## The problem
For the material below, the expected output is exactly the lines between the line holding "In this picture, where can the forest" and the line holding "In this picture, where can the trekking", inclusive, with pictures left out.

## Supplied information
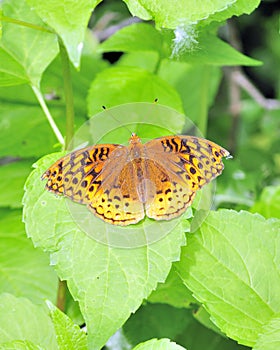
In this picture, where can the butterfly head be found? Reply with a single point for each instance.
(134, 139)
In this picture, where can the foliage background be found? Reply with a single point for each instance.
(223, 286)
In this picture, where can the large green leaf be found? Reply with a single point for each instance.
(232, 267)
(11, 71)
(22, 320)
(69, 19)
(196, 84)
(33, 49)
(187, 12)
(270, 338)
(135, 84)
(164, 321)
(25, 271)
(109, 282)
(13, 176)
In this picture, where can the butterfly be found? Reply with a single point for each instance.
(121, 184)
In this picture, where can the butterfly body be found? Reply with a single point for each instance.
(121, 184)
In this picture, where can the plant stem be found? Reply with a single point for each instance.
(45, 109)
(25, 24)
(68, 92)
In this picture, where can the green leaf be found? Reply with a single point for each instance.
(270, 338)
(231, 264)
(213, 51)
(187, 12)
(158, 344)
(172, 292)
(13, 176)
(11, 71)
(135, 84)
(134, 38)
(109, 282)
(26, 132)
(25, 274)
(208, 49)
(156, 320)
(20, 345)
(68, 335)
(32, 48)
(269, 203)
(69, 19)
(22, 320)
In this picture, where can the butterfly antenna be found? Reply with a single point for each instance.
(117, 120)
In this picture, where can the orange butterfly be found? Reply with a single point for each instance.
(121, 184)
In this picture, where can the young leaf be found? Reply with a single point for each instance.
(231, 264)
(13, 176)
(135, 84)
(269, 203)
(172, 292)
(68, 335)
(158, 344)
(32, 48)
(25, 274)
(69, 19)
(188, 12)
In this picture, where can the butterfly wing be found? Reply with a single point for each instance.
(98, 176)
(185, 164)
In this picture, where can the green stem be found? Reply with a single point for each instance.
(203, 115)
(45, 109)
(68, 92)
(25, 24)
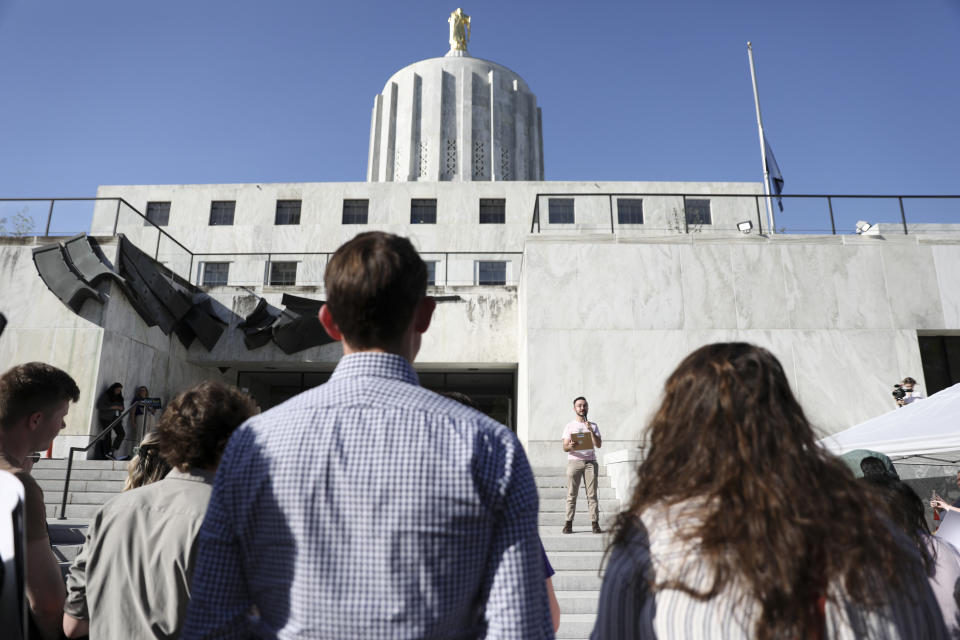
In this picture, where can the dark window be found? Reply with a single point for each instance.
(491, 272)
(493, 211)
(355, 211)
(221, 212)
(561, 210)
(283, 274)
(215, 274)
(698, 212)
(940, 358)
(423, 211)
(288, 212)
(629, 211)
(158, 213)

---

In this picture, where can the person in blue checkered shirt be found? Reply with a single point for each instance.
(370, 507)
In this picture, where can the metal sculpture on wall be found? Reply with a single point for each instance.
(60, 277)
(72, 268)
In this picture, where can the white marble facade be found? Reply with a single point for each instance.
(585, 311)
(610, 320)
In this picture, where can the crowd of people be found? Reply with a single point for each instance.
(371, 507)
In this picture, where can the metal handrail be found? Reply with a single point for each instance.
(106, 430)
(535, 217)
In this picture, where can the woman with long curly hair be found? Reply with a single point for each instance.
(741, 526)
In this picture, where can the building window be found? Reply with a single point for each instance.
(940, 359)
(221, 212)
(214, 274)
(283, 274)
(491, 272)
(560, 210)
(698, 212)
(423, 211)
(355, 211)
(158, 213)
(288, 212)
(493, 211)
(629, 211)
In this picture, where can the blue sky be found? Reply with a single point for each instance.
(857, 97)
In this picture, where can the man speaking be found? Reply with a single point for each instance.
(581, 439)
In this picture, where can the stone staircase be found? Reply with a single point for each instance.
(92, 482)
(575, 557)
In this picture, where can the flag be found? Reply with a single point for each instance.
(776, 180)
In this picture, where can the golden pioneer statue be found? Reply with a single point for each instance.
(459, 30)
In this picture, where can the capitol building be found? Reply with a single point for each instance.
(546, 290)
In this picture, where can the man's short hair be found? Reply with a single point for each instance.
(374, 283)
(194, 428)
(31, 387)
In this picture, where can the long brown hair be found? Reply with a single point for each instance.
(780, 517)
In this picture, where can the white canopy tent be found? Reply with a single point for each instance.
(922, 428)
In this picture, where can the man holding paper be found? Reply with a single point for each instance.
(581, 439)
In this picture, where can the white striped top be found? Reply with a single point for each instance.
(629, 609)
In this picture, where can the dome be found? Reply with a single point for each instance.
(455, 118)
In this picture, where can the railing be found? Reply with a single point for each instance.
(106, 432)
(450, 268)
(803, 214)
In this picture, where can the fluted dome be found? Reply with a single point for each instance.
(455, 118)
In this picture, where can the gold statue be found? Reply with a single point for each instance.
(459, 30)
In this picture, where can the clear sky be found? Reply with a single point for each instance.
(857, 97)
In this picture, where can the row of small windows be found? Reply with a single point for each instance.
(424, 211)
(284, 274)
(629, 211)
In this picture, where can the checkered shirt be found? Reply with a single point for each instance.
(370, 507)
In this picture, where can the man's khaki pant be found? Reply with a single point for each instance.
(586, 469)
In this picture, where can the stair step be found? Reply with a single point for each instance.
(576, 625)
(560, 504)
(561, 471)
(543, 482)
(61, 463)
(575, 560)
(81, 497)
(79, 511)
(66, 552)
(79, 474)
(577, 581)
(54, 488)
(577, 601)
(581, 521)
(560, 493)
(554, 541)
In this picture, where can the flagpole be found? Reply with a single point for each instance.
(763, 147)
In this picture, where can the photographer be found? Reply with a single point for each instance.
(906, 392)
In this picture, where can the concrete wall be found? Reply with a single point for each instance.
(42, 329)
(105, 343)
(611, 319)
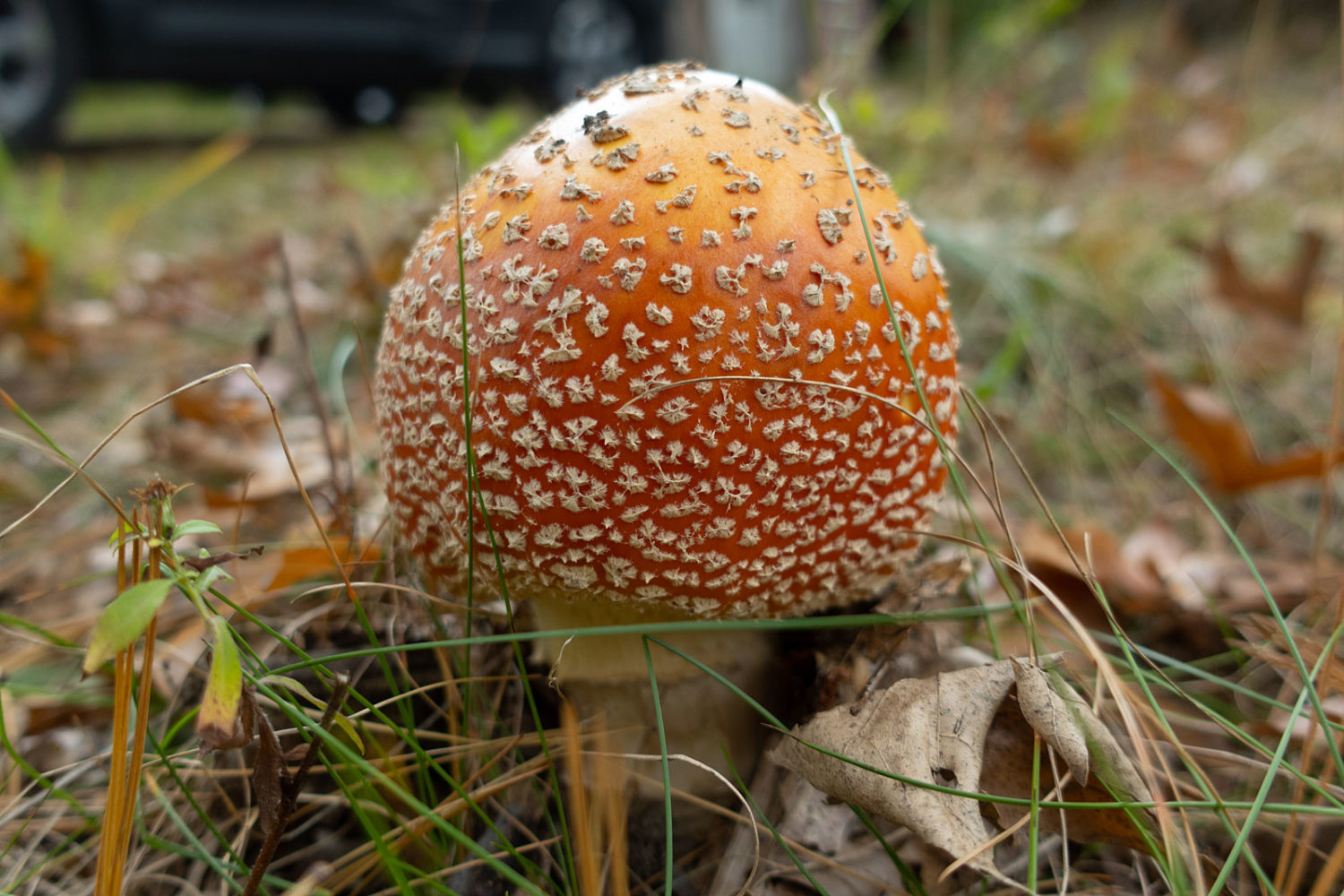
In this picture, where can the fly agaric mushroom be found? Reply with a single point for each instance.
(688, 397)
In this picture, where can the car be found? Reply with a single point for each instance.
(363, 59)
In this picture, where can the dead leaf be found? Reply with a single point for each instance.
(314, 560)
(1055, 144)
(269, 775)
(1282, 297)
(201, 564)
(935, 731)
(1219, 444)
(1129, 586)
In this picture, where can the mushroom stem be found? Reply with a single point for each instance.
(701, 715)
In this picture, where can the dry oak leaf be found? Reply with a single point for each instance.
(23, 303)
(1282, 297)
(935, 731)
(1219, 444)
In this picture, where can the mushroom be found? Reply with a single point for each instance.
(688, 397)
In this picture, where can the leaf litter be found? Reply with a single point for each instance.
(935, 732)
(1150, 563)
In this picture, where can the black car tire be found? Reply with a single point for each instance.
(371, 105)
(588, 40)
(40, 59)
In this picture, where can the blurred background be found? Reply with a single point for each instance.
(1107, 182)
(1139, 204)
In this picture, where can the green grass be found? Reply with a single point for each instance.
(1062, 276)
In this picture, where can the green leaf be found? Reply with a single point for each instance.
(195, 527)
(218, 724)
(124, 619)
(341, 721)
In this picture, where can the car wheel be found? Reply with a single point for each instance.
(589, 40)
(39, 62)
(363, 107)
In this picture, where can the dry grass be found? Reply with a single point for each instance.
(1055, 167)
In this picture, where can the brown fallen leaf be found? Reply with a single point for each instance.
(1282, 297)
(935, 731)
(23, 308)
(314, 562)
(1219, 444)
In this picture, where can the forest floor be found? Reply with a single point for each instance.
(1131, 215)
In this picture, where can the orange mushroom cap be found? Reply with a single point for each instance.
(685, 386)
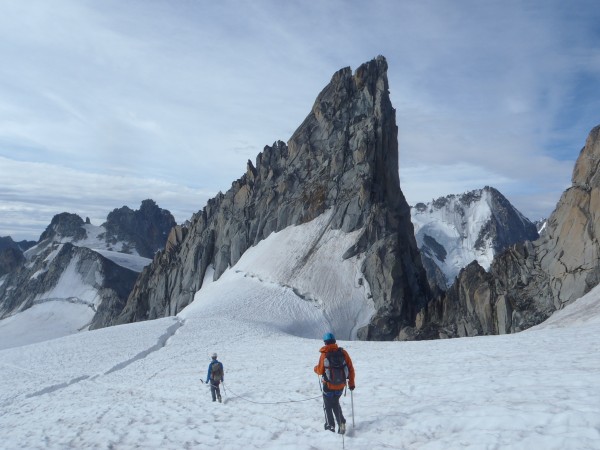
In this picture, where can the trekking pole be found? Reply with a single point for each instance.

## Reply
In this picture, where can the forest floor be found? Reply with a single point for each instance.
(1131, 215)
In this picture, where can the orange mushroom cap be found? Reply with a single point for each instance.
(685, 386)
In this picture, where can the trekking pole be found? Reply with a single point for each instance.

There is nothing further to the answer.